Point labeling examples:
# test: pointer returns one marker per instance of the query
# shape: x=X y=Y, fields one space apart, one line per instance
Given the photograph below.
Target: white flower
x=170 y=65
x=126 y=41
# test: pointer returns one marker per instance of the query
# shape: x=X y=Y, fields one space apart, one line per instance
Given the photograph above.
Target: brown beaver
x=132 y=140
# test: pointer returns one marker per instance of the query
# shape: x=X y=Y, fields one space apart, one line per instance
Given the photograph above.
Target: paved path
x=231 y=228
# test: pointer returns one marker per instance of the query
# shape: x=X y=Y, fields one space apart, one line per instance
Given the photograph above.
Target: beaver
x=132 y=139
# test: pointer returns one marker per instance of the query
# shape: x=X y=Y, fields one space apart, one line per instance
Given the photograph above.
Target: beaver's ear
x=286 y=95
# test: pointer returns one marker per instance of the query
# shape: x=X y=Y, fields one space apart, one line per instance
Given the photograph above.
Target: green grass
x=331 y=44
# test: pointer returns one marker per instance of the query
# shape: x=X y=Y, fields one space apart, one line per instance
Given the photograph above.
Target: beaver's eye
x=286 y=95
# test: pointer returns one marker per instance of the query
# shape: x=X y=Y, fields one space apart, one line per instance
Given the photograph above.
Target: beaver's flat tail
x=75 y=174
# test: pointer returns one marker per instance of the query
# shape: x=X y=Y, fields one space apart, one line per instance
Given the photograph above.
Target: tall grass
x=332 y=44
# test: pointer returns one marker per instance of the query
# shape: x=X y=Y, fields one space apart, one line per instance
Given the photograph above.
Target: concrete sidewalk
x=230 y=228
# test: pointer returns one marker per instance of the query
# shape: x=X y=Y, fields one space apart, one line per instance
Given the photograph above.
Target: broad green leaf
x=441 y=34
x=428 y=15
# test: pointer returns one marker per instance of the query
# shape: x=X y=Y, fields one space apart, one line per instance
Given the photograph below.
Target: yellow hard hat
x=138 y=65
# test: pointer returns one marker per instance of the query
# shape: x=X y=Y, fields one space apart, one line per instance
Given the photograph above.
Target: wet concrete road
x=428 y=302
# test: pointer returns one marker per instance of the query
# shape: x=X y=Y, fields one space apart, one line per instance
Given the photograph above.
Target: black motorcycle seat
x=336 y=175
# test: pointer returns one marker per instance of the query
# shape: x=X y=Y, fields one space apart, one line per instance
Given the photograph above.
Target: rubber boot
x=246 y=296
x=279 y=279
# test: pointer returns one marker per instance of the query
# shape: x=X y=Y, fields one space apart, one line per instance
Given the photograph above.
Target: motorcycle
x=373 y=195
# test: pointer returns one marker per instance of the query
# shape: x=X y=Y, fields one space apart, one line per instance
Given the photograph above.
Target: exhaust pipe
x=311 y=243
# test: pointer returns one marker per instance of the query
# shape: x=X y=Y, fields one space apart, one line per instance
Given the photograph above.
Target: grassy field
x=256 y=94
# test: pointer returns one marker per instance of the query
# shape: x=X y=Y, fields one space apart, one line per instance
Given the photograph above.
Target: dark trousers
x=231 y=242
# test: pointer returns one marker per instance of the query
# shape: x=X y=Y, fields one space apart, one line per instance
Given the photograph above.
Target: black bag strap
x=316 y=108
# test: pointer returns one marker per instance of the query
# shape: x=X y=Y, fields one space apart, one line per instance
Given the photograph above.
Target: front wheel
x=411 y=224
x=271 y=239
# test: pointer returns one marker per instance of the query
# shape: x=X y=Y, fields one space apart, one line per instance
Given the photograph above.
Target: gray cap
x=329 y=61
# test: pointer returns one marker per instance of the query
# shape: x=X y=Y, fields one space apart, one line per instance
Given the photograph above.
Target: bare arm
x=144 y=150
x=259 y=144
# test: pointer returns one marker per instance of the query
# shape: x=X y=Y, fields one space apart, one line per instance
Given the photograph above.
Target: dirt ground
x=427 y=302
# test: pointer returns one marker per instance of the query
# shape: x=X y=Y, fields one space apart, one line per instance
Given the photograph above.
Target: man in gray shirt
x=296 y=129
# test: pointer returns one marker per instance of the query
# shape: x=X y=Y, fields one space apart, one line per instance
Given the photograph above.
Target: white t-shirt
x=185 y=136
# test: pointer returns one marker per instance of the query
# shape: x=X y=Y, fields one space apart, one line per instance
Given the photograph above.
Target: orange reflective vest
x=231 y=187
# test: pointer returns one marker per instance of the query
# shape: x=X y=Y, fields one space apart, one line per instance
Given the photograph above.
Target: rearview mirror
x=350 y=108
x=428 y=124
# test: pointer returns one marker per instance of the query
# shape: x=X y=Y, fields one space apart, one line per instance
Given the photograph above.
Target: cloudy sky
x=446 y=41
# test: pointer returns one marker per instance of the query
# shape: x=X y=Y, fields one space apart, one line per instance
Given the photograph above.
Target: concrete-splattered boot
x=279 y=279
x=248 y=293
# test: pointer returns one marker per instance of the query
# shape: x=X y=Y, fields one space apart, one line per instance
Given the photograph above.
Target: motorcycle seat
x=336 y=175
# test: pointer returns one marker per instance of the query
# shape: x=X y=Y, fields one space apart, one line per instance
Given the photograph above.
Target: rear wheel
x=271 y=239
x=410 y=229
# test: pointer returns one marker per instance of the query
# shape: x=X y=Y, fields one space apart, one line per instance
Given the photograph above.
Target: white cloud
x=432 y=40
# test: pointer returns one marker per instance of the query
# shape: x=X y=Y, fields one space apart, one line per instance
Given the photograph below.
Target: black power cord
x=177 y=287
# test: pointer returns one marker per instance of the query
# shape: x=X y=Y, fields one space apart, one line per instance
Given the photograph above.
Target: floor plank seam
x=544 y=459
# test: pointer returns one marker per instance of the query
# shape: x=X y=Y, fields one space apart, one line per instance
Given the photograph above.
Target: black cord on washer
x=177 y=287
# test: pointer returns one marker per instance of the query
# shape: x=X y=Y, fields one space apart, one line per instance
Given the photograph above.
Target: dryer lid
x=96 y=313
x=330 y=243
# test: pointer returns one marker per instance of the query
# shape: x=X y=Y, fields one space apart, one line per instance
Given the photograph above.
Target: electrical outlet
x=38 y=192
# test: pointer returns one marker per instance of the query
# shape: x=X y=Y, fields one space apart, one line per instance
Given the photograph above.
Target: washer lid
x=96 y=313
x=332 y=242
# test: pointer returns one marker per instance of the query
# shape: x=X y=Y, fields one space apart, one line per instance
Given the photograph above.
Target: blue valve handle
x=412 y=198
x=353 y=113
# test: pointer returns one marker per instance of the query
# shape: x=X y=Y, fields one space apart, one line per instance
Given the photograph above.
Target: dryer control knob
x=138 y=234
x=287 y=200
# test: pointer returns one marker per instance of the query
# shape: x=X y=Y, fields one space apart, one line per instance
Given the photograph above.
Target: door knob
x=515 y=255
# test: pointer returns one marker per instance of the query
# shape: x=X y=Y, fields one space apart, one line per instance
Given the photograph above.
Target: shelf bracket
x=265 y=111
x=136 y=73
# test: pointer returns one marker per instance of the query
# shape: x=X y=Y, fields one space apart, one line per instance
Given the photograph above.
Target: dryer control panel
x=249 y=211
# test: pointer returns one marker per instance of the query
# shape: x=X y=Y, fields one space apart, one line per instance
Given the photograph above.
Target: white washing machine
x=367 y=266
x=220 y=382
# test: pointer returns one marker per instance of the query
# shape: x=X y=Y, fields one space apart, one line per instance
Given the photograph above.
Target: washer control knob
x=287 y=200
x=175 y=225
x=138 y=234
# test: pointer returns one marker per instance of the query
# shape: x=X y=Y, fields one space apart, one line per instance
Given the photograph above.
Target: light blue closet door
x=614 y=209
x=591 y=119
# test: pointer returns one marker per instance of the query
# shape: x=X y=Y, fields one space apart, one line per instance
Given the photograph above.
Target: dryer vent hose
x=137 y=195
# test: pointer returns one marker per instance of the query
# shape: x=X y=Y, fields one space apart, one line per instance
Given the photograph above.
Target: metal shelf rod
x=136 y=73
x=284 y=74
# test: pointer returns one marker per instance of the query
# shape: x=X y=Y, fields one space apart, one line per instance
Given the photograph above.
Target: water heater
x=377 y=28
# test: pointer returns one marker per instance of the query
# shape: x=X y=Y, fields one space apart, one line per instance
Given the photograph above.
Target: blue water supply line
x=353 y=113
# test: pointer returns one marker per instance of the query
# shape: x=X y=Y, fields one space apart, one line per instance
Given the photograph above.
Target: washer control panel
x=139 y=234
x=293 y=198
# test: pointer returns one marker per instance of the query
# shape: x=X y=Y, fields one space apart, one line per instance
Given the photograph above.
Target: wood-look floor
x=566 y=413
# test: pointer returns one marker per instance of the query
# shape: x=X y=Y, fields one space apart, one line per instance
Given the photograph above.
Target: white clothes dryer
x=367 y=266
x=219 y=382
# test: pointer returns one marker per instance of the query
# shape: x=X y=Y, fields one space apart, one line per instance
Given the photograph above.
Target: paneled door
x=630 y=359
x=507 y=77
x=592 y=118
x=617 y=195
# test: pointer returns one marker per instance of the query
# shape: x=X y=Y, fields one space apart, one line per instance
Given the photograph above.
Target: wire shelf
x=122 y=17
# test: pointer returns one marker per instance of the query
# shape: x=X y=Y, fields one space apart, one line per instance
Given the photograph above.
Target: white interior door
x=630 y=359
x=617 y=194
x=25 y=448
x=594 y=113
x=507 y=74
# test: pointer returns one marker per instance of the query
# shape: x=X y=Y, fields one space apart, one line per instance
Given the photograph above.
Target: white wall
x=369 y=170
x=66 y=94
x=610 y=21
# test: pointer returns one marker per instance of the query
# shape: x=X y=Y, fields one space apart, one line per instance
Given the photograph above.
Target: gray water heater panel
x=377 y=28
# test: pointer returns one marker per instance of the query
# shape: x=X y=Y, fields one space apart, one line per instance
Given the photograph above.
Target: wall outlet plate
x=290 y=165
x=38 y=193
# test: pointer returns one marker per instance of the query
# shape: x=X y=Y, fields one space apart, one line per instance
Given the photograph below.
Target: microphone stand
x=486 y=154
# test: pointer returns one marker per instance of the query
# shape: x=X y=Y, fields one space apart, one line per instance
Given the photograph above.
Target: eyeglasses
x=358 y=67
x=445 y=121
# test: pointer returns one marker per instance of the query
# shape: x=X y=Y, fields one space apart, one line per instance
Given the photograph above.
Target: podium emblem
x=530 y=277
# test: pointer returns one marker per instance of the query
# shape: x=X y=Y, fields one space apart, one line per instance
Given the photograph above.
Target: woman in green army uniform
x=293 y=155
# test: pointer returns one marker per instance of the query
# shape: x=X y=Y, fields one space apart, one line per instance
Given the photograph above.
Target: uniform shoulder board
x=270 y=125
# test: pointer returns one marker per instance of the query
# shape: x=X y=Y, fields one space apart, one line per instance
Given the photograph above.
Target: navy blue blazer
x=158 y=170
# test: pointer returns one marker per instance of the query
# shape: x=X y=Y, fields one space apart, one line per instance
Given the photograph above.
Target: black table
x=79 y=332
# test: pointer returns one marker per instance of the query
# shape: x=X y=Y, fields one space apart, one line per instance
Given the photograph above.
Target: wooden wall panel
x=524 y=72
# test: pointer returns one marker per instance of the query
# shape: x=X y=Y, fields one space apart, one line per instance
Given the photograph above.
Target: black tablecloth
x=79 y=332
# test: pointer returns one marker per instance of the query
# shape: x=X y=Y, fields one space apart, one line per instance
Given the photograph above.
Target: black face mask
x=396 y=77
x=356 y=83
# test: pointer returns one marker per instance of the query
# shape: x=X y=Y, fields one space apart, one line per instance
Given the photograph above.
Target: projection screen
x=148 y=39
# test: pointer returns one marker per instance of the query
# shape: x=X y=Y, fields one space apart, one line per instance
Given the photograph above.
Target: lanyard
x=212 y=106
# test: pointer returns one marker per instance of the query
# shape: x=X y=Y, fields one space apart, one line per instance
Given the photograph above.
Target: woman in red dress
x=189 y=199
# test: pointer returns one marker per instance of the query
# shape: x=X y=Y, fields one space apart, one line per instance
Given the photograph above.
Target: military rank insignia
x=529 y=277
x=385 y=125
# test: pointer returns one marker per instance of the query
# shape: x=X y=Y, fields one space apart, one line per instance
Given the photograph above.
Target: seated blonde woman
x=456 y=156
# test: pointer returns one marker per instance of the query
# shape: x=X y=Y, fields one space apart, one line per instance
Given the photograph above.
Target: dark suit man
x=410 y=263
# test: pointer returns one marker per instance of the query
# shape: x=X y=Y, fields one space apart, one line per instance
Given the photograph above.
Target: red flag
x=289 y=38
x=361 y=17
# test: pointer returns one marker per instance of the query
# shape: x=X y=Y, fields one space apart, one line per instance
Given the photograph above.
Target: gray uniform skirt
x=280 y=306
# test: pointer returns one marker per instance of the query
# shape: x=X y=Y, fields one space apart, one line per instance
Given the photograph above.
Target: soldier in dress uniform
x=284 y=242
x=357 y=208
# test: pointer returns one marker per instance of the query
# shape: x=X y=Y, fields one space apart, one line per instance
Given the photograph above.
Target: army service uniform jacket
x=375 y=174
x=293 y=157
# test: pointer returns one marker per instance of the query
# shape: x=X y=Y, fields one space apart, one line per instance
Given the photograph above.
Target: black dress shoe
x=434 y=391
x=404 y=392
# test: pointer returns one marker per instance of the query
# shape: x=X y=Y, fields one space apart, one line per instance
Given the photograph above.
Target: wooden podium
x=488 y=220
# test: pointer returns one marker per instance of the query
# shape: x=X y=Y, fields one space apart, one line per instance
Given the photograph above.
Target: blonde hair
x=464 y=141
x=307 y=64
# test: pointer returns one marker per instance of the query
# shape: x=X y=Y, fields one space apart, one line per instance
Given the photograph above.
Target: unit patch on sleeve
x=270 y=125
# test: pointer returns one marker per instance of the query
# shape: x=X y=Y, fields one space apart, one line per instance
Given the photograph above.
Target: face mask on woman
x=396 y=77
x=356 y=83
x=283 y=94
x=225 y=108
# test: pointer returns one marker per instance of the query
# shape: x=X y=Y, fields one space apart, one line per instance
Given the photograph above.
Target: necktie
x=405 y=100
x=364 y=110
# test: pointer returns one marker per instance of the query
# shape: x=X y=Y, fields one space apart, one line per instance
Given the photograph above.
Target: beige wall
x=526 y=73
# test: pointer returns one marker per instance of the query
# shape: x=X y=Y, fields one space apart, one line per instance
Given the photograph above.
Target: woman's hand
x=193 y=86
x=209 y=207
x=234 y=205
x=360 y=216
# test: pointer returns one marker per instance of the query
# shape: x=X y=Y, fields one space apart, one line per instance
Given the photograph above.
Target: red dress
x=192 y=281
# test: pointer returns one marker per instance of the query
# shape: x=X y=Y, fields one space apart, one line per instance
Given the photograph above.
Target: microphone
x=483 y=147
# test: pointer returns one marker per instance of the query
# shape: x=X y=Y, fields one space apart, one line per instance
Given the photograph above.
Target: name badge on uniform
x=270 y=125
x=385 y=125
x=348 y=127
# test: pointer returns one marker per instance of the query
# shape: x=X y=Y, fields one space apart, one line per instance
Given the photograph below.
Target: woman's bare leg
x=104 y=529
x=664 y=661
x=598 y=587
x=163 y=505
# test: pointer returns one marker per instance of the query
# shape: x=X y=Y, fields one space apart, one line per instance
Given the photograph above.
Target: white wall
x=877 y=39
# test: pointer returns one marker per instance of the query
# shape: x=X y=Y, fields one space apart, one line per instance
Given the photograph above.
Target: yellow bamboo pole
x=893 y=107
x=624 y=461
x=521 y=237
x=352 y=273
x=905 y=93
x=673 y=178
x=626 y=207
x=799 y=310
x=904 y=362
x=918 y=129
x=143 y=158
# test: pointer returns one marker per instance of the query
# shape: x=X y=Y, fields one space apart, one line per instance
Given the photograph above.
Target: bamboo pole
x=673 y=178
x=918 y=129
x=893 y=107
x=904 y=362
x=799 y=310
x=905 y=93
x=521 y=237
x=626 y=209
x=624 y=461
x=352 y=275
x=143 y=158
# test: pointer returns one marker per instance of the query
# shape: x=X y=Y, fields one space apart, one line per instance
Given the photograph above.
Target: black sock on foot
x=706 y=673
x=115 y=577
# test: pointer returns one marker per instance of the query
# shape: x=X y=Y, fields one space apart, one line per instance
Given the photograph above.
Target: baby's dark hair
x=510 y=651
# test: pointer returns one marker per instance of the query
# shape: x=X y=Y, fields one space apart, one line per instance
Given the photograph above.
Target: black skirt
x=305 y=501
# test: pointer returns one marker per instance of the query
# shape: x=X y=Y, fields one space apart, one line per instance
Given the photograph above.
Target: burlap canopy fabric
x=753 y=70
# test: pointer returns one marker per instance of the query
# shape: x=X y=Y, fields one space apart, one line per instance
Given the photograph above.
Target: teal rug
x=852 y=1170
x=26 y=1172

WRITTEN INSTRUCTION: Pull out every line above that contains the word "mask", counting only matches with the same capitalization.

ANSWER TO THE EXERCISE:
Target: black face mask
Target: face mask on woman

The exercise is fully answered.